• [Raw data]:
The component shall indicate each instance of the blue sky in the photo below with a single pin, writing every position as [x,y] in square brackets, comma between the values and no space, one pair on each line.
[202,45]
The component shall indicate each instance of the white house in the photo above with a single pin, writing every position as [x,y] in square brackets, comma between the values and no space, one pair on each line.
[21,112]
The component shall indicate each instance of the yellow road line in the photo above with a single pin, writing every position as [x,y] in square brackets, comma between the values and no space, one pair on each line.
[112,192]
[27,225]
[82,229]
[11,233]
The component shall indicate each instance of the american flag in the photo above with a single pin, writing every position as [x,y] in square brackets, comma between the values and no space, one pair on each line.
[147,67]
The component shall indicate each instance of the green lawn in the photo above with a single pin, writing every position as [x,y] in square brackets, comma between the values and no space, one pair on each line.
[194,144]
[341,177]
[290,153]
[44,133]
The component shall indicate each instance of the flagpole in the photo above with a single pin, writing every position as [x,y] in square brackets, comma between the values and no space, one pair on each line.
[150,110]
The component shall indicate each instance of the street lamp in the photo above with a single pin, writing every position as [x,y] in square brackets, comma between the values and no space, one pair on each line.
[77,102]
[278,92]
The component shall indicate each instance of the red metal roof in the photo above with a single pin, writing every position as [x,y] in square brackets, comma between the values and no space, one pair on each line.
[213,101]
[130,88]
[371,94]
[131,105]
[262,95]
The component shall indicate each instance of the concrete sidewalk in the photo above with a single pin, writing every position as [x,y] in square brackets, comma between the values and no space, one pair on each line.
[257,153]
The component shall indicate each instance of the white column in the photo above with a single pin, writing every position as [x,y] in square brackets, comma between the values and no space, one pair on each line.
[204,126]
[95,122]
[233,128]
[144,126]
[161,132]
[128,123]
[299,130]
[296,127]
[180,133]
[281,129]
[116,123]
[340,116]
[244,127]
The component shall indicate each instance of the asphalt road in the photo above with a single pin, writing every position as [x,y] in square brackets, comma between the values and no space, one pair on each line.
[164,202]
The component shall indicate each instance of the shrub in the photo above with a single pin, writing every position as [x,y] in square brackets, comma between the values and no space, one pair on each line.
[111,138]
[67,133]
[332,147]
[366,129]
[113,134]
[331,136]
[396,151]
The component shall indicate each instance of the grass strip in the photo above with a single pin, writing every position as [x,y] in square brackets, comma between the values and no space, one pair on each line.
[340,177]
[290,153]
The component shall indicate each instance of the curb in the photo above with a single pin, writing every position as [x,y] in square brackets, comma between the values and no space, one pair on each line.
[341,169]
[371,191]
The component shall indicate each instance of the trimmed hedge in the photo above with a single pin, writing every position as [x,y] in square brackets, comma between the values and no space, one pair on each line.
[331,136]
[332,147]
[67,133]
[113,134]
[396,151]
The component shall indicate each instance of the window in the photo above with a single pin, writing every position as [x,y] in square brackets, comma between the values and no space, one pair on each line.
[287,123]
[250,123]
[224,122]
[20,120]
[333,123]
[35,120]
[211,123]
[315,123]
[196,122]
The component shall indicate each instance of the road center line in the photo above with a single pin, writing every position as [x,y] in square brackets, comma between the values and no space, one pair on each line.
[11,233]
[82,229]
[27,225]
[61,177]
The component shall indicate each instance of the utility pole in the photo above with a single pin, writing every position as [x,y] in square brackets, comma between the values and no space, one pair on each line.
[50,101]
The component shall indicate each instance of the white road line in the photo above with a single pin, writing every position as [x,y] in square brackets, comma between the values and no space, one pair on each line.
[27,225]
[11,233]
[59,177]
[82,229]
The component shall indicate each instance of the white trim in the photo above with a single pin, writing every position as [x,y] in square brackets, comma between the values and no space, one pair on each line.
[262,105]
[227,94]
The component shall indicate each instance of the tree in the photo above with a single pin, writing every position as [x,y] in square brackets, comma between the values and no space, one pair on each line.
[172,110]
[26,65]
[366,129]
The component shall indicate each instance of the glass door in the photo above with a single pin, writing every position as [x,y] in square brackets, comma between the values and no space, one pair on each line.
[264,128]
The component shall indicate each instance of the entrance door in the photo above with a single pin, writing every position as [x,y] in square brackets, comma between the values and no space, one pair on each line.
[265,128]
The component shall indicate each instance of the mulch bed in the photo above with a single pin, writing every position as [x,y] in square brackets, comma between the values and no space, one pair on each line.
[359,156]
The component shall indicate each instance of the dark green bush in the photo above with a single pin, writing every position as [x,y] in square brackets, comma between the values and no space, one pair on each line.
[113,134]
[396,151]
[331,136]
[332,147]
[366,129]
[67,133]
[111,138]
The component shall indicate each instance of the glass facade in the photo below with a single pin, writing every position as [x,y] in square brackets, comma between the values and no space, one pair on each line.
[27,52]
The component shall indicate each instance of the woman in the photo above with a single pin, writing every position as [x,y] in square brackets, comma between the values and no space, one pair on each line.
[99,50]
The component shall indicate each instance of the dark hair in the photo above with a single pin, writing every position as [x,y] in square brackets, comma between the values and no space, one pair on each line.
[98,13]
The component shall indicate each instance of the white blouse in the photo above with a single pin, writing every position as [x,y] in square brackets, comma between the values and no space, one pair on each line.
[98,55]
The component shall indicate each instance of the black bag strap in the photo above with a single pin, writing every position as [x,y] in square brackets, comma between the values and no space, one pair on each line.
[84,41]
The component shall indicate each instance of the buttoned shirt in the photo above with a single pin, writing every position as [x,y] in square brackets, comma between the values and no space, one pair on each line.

• [Set exercise]:
Word for word, extract all the records.

• [Exercise output]:
The component shall indicate each instance of the blue sky in the photo below with a single pin, writing every position as [x,y] in square brackets, comma between the values and no space, one pair on each line.
[202,45]
The component shall indicate each instance of the white house in the photo above with a single pin, writing every position as [x,y] in square brackets, comma between the values and no space, one pair on each line.
[21,112]
The component shall indicate each instance of the yellow road line in the photo above with a single pin, writing every position as [x,y] in square brackets, comma between the values and no space, one pair on each line.
[112,192]
[27,225]
[82,229]
[11,233]
The component shall indicate each instance of the american flag in the photo above with a single pin, writing every position as [x,y] in square brackets, comma between the values and no space, one pair on each line.
[147,67]
The component shall indicate each instance of the green lawn in the photo above with a single pin, writing every position as [x,y] in square brackets, comma between the values and no space, one pair on each line.
[194,144]
[341,177]
[290,153]
[44,133]
The component shall indicate each instance of the flagpole in the photo above with a single pin, writing every position as [x,y] in square brackets, comma between the values and no space, one pair on each line.
[150,110]
The component shall indicate each instance of the street lamp in the photo above with a single pin, writing every position as [x,y] in square brackets, comma between the values and no space, one pair on each line.
[77,102]
[278,92]
The component shall indicate each instance of the red metal roof in the photo above with a single pin, writing every position as [x,y] in square brackets, comma between the values and no space, one pair on each line.
[213,101]
[130,88]
[371,94]
[131,105]
[262,95]
The component shall indicate each instance of the concrete sidewalk in the photo above with a single pin, writing every position as [x,y] in square brackets, comma between the values and no space, one pair on each line.
[257,153]
The component shall indicate each instance of the white column in the photo above with a single pin, writing every position as [x,y] in square brackets, comma between the values and no space, one pair on each line.
[204,126]
[95,122]
[233,128]
[144,126]
[161,132]
[128,123]
[299,130]
[296,127]
[180,133]
[281,129]
[116,123]
[340,116]
[244,127]
The component shall indicate each instance of the asphalt road in the photo above with a single pin, writing every position as [x,y] in square brackets, comma between the values and no space, one pair on each line.
[164,202]
The component shall indicate each instance of the shrub in the photo above with a single pin, writing every position as [x,y] in square brackets, comma between the values and no space, one pair on each line.
[111,138]
[67,133]
[332,147]
[366,129]
[113,134]
[331,136]
[396,151]
The component shall indicate each instance of the grass strip in the photo above with a single pin, writing every position as [x,y] in square brackets, comma between the values and no space, one pair on each line.
[340,177]
[290,153]
The component shall indicate each instance of the curb in the photo above with a single pin, writing every position as [x,y] in square brackets, comma between the values and no space, one pair on each line.
[341,169]
[371,191]
The component shall indicate each instance of the trimmed hedge in the photo above with a single pin, writing every position as [x,y] in square brackets, comma between the values and no space, one pair on each line.
[331,136]
[332,147]
[67,133]
[113,134]
[396,151]
The component shall indicate each instance of the window in the photo above with a single pin, writing every position as [x,y] in square brackets, comma between the values and no space, one pair on each line.
[287,123]
[250,123]
[224,122]
[20,120]
[333,123]
[35,120]
[211,123]
[315,123]
[196,122]
The component shall indicate each instance of the road center line in the photo above with a single pin, writing every position as [x,y] in square brackets, comma between the values and no space, one pair on each line.
[11,233]
[82,229]
[27,225]
[61,177]
The component shall indicate each instance of the utility pole in the photo above with a single pin, writing every position as [x,y] in square brackets, comma between the values and no space, one pair on each line.
[50,101]
The component shall indicate each instance of the white road line in the photo above with a single pin, writing every position as [x,y] in square brackets, comma between the values and no space, one pair on each line.
[27,225]
[11,233]
[59,177]
[82,229]
The component shall indicate each instance of the white trim in the photo above with a single pin, writing every position as [x,y] in square brackets, comma between the values and no space, one pair on each line.
[262,105]
[227,94]
The component shall indicate each instance of the tree in the photo above with a single pin, writing every position as [x,y] in square brackets, comma between the values and no space, one pair on each line.
[172,110]
[26,65]
[366,129]
The component shall indicate each instance of the glass door in the photo above with a single pin, writing every position as [x,y] in square brackets, comma between the values and no space, one pair on each line.
[264,128]
The component shall indicate each instance of the entrance door in the photo above with a single pin, writing every position as [x,y] in square brackets, comma between the values and no space, one pair on each line.
[265,128]
The component shall indicate each instance of the mulch bed in the photo above with a single pin, writing every position as [x,y] in square brackets, comma between the values and no space, one pair on each line.
[359,156]
The component shall indicate each instance of the dark green bush in the photo above with a single pin, writing every position as [x,y] in square brackets, comma between the values and no space, one pair on each line.
[113,134]
[396,151]
[331,136]
[332,147]
[366,129]
[67,133]
[111,138]
The component shall indicate each instance of the glass facade in the photo below with a single pin, writing every position as [x,y] in square brackets, comma between the values and no space, one pair on each line.
[27,52]
The component shall indicate each instance of the woman in the photo above with a single pin, writing every position as [x,y] in square brackets, comma between the values and no space, one pair on each line.
[99,50]
The component shall indicate each instance of the dark hair in the photo above with a single pin, writing every position as [x,y] in square brackets, comma between the values and no space, one pair on each line.
[98,13]
The component shall indicate each instance of the white blouse in the photo above with a single pin, writing every position as [x,y] in square brackets, comma between the values and no space, one pair on each line.
[98,55]
The component shall indicate each instance of the black bag strap in the photo above with a single pin, writing every position as [x,y] in square brackets, comma between the values and no space, one pair on each line.
[84,41]
The component shall indicate each instance of the buttoned shirt in the photo above with a single pin, writing every position as [x,y] in square brackets, comma between the values and no space, one pair on each line.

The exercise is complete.